_Problem details:_ In the records below, find the line containing "Point out the green foliage"; give it again exactly, along with every line that follows, and nothing else.

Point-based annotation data
▬▬▬

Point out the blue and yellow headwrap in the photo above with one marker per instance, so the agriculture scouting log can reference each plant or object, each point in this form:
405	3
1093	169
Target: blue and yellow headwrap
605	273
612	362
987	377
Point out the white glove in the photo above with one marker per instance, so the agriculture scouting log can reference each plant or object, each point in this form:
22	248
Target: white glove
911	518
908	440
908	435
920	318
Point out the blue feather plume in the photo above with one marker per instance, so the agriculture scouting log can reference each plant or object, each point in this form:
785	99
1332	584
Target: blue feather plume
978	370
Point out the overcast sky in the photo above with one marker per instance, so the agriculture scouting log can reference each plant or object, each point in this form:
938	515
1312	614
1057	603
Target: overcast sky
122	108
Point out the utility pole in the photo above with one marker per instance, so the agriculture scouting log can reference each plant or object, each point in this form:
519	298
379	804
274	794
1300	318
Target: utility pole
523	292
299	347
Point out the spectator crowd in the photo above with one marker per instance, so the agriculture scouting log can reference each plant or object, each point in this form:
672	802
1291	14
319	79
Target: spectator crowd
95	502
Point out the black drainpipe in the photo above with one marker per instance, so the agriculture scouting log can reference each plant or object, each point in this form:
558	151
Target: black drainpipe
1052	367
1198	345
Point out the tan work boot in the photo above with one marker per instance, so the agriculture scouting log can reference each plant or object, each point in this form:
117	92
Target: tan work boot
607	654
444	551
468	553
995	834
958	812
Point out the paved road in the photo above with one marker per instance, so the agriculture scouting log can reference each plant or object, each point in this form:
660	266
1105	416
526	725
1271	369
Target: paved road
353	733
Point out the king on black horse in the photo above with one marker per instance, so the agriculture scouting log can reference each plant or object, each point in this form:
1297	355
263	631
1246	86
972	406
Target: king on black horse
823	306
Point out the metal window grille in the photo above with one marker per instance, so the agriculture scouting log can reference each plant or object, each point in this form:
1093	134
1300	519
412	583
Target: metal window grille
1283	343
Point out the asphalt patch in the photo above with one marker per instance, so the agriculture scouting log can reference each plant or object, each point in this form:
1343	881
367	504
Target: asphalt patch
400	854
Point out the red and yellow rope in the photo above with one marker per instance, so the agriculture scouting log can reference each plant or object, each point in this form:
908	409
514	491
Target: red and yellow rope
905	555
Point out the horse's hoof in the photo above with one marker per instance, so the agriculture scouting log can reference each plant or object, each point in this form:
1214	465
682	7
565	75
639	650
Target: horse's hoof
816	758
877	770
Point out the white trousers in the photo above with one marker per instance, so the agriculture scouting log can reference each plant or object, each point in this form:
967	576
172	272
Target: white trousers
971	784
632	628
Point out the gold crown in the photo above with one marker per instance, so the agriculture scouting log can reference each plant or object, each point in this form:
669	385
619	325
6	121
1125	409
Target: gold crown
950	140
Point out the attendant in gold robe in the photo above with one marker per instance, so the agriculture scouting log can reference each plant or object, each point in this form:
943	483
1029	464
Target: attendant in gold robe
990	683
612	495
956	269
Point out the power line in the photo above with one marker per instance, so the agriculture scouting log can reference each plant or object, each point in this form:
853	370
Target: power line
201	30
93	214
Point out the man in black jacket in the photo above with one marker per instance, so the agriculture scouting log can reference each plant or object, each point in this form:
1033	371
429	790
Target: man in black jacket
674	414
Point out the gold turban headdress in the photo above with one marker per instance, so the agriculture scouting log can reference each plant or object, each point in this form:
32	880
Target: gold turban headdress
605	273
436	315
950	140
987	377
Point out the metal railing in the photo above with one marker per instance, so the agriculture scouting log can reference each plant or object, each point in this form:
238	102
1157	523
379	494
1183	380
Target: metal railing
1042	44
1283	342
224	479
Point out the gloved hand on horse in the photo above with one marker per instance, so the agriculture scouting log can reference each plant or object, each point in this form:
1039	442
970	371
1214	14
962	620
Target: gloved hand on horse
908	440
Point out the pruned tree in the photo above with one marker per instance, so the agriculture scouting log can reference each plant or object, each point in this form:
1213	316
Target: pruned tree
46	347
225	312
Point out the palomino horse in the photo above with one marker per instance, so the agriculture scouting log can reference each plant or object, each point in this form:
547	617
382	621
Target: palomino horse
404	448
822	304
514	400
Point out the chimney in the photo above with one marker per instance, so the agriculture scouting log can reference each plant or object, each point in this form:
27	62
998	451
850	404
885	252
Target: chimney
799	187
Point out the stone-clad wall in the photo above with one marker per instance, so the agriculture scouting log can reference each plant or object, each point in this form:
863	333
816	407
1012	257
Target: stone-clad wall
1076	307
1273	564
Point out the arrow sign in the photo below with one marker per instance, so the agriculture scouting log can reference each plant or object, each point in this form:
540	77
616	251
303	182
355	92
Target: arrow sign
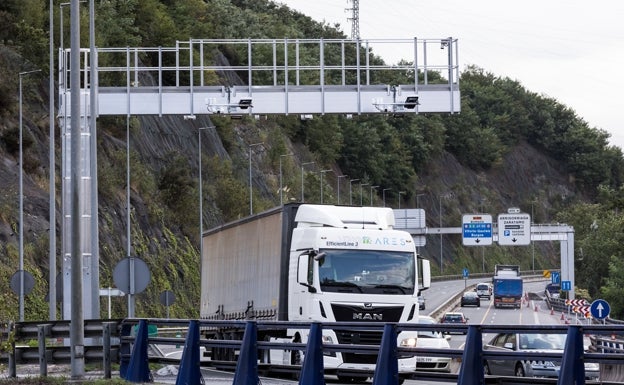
600	309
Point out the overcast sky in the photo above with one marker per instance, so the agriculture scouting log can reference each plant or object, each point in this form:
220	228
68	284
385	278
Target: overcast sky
569	50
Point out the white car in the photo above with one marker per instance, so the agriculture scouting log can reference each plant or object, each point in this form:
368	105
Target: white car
434	340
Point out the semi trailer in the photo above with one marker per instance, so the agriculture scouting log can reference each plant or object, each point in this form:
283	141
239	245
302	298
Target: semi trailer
320	263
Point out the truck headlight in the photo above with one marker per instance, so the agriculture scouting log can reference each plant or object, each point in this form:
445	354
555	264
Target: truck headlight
408	342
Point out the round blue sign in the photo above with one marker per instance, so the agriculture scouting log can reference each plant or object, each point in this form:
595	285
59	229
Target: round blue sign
600	309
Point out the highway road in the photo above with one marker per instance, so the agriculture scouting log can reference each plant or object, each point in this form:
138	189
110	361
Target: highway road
533	312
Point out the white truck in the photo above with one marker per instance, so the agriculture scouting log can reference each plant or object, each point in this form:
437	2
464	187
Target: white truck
304	262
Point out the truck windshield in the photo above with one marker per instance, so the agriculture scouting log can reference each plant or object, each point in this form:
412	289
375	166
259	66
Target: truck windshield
362	271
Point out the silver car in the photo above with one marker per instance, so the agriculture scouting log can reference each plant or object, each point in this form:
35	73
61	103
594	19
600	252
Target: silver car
530	342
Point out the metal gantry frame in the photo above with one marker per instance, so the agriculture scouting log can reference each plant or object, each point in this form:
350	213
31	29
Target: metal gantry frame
265	76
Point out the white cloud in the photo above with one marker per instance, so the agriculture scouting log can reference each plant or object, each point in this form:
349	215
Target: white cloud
570	50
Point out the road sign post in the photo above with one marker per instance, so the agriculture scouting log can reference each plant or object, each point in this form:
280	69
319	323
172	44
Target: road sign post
477	229
514	229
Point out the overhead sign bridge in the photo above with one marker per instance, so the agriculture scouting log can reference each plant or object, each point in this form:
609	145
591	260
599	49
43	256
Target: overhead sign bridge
254	77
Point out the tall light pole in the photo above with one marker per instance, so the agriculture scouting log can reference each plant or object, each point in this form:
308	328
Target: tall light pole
418	200
532	243
323	172
383	193
441	240
281	186
351	191
302	175
201	196
361	193
373	188
338	185
250	181
21	201
400	193
52	181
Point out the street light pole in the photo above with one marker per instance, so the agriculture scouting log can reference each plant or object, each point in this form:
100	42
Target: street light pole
361	194
281	186
373	188
21	201
400	193
322	172
384	195
338	185
250	181
351	191
441	240
302	185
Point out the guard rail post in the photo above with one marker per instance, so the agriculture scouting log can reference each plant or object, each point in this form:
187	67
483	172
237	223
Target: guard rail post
12	359
387	367
471	370
572	368
42	332
313	369
106	345
247	366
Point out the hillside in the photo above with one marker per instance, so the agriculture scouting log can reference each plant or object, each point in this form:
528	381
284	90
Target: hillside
508	148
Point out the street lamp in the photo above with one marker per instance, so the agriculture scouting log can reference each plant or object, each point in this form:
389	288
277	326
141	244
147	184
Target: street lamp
350	191
400	193
373	188
447	195
21	201
383	192
302	186
322	172
201	197
250	182
281	186
338	185
361	194
418	200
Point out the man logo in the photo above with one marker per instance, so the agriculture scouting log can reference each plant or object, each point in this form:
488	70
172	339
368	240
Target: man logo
367	317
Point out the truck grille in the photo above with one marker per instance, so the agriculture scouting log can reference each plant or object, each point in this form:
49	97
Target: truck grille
354	313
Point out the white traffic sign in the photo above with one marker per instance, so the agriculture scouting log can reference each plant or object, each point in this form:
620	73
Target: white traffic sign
514	229
477	229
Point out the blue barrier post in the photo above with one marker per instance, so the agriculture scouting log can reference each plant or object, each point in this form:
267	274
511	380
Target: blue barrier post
189	372
471	370
247	366
138	369
572	366
124	350
313	371
387	368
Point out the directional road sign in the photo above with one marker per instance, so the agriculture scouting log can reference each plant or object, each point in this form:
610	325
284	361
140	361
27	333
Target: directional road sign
514	229
600	309
477	229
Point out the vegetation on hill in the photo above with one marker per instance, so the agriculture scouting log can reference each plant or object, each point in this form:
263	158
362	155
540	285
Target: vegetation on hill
507	147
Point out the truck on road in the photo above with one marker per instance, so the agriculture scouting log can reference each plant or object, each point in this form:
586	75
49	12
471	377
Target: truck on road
322	263
507	286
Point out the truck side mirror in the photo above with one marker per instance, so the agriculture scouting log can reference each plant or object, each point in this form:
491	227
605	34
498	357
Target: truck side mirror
303	272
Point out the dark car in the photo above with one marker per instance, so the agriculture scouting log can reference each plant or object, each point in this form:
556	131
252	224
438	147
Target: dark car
471	298
454	318
530	342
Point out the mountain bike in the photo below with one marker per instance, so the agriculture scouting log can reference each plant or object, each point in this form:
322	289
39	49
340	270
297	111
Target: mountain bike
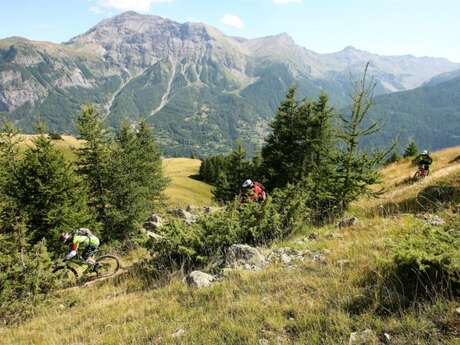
421	173
105	266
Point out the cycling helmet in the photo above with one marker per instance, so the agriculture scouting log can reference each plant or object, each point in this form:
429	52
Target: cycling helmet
65	237
248	184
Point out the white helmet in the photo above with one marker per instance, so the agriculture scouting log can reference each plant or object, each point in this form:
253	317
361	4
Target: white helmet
248	184
65	237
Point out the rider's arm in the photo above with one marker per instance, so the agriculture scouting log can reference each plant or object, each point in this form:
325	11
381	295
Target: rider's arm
73	251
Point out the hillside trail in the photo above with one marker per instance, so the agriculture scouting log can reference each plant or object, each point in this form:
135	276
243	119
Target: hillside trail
165	98
400	191
108	106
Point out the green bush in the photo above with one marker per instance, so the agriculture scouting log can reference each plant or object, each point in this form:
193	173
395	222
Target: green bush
205	242
25	278
55	136
424	264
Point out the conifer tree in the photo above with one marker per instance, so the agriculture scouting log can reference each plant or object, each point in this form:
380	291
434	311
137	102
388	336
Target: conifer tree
357	169
137	181
93	160
47	191
301	141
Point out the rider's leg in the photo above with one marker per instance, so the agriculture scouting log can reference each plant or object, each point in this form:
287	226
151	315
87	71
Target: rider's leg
88	253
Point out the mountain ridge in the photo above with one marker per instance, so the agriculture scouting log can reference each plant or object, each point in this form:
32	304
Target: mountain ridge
201	89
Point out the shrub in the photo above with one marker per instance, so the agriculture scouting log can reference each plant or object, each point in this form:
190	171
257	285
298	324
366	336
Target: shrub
206	241
25	278
424	264
55	136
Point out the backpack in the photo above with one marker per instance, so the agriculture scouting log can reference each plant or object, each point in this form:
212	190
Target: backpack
84	232
261	186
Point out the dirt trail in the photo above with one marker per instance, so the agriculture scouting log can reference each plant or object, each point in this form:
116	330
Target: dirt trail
165	97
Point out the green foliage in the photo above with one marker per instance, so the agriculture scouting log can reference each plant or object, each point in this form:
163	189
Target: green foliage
306	150
235	171
429	114
393	158
55	136
423	264
123	173
93	160
43	187
411	149
300	142
25	275
136	181
205	242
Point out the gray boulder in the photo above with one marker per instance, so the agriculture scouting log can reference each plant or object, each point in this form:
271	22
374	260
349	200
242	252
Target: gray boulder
199	279
348	222
366	337
287	255
242	256
188	217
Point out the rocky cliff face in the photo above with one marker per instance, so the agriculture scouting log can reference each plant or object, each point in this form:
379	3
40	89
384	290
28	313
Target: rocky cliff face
200	88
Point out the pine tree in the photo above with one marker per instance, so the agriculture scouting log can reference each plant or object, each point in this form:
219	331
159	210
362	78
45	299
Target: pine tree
47	191
93	160
357	169
136	183
394	157
411	149
279	153
301	141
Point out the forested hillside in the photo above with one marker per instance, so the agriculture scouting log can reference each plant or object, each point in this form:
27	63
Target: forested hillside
200	89
429	114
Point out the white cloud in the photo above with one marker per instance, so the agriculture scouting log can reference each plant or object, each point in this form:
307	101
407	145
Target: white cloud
123	5
284	2
232	20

▬▬▬

_Full solution:_
Point out the green foliage in the photo above with one marker per instance, so the agriculture scouting log can reference each plant or object, each point in this form:
163	189
Target: green foliage
306	150
235	171
429	114
393	158
55	136
423	264
123	173
93	160
43	187
411	149
300	142
25	275
136	181
205	242
Point out the gray boulder in the photo above with one marker per instance, so the agriculture scouting log can reference each plant or object, each point in this form:
271	22
374	260
349	200
242	252
Target: gray boulder
199	279
348	222
366	337
287	255
242	256
188	217
Point out the rocky cliff face in the photo above with one marker per instance, so the agriculture scouting log can reference each plant or object, each point in this form:
379	3
40	89
384	290
28	313
Target: rocky cliff face
200	88
Point out the pine tree in the photo above with one marker per instance, so the agriculture scouting log can reference each plant or object, each point in this form:
219	331
159	210
362	78
45	299
Target: pine tree
47	191
93	160
357	169
136	183
394	157
411	149
279	153
301	141
Point out the forested hillside in the photo above with one marker per instance, so the agriculture scouting log can reference each plant or object, each point in this form:
27	63
Target: forested hillside
200	89
429	114
Point out the white cloud in the photo above with one marker per instance, so the agriculture scouting log can reference each plant or object, each point in this form:
307	101
407	145
Target: white cloud
123	5
284	2
232	20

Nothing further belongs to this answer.